### BRANO:
────

I capricci della storia e il mondo sottosopra

Nel caso specifico, dopo essere diventata, sotto la spinta di Biden, «l’avversario strategico» dell’Europa, la Cina oggi ne potrebbe diventare l’occasionale alleato, per arginare i furori protezionistici di Donald Trump. In quello che fa il Presidente americano, non c’è niente di ideologico, ma è tutto basato sul più puro tornaconto. O «realpolitik, se vogliamo darle una mano di vernice. Con queste premesse, la collaborazione tra Pechino e Bruxelles non è solo possibile, ma è anche auspicabile. In fondo, la globalizzazione e il libero commercio non sono opzioni, ma strade obbligate in un pianeta che abbia voglia di crescere rispettando equilibri e diversità. Certo, lascia perplessi l’incapacità degli europei di pensare con la loro testa, quando si tratta di imbastire relazioni internazionali di lungo periodo.

Europa di tanti e piccoli frammenti

A guardare indietro, tutta la recente storia dei rapporti commerciali con la Cina è stata condizionata da un approccio individuale, non di ‘blocco’. Dove il singolo Stato (a cominciare per esempio dalla Germania), si è preoccupato innanzitutto di curare i suoi interessi, intavolando trattative bilaterali. L’Amministrazione Biden ha fatto il resto, dando un giro di vite a molti scambi, ossessionata com’era dal timore che gli Stati Uniti potessero essere scavalcati da Pechino nel delicato settore delle tecnologie più sofisticate. E oggi la storia si ripete, se è vero che Trump ha allo studio ulteriori restrizioni alle esportazioni dei supermicrochip di ‘Nvidia’, destinati all’«industria 4.0 cinese». Non solo, ma ciò che colpisce particolarmente è la tempistica, che caratterizza l’accanimento della Casa Bianca contro il colosso asiatico. Si svolgono, infatti, in questi giorni, le cosiddette “due sessioni” (parlamentari): quella della Conferenza consultiva politica del popolo cinese, e l’altra, che rappresenta l’Assemblea legislativa del Paese. Dovranno discutere sui risultati del 14º piano quinquennale e valutare il successo del progetto «Made in China 2025».

────

### DATI FORNITI:

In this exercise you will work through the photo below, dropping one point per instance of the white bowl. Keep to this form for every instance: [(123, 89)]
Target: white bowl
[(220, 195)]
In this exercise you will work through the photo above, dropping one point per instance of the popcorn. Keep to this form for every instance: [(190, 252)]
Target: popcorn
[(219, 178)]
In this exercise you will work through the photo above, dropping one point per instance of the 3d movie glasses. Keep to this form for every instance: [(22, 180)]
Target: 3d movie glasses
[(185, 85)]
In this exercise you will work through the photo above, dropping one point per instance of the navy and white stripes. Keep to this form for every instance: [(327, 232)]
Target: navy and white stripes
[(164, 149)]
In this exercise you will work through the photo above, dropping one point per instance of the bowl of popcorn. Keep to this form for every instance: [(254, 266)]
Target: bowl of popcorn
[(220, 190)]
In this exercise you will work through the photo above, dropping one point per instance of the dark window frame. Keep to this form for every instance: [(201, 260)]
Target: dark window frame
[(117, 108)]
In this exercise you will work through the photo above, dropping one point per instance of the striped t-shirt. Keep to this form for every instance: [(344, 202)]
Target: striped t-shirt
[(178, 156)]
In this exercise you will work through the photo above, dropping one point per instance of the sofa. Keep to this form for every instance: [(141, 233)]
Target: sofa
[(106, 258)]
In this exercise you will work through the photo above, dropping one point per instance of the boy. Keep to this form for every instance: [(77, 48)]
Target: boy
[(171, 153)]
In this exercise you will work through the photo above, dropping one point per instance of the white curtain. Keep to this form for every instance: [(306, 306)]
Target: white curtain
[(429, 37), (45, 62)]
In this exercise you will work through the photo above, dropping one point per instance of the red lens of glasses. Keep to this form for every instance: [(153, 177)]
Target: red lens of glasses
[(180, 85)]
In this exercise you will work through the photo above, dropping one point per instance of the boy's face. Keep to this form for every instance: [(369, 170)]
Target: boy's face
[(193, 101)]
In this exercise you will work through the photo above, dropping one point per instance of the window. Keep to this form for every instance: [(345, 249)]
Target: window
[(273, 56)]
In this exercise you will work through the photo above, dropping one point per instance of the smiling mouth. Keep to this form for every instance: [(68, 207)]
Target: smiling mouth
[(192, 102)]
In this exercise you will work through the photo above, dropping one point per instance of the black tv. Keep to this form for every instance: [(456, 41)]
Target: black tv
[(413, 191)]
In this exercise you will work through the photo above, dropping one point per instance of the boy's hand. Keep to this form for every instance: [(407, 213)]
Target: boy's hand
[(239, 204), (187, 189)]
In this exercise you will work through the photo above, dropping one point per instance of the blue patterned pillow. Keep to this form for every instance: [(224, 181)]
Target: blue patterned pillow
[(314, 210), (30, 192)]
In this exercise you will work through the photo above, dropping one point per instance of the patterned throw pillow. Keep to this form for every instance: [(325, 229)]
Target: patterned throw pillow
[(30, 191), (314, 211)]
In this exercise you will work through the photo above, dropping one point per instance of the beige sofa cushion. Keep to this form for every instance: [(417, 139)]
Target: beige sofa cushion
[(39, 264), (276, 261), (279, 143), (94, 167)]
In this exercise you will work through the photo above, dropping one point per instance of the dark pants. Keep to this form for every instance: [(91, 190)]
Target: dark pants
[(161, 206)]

────

### COSA FARE:
1 - Secondo il brano, per quale motivo l'Amministrazione Biden ha dato un giro di vite a molti scambi con la Cina? Spiegalo in una o due frasi.
2 - Traduci in inglese questa frase del brano: «In quello che fa il Presidente americano, non c'è niente di ideologico, ma è tutto basato sul più puro tornaconto.»
3 - Prosegui il brano sui rapporti commerciali tra Europa e Cina, partendo subito dopo la sua ultima frase.

### RISPOSTE PER COMPITO:
1 - L'Amministrazione Biden ha stretto molti scambi perché era ossessionata dal timore che gli Stati Uniti venissero scavalcati da Pechino. La preoccupazione riguardava il delicato settore delle tecnologie più sofisticate.

2 - In what the American President does, there is nothing ideological; it is all based on the purest self-interest.

3 -
Cina bersaglio reso più pericoloso

Ma, soprattutto, dovranno elaborare le nuove linee di politica economica. E qui, il furore protezionistico del Presidente americano, arriva come il classico fiammifero in un deposito di benzina. Perché, proprio la ‘guerra tecnologico’ accentuata da Trump, spingerà i cinesi a cambiare l’obiettivo del prossimo piano quinquennale. Non più un aumento del Pil, costi quel che costi, ma progressi significativi nella ricerca scientifica applicata alla produzione ad alto valore aggiunto.

“Ha scritto ieri il South China Morning Post di Hong Kong: «Secondo un rapporto pubblicato dall’Information Technology and Innovation Foundation, un think tank di Washington, anni di sforzi sembrano aver dato i loro frutti, con la Cina leader o competitiva a livello mondiale in cinque settori ad alta tecnologia. Parliamo di robotica, energia nucleare, veicoli elettrici, intelligenza artificiale e informatica quantistica. Ha inoltre affermato che il Paese sta recuperando terreno in altri quattro settori. Quello dei prodotti chimici, delle macchine utensili, dei prodotti biofarmaceutici e dei semiconduttori».”

Insomma, tutti già pensano che i dazi di Trump alla Cina, forse faranno la fine delle sanzioni economiche di Biden alla Russia.

.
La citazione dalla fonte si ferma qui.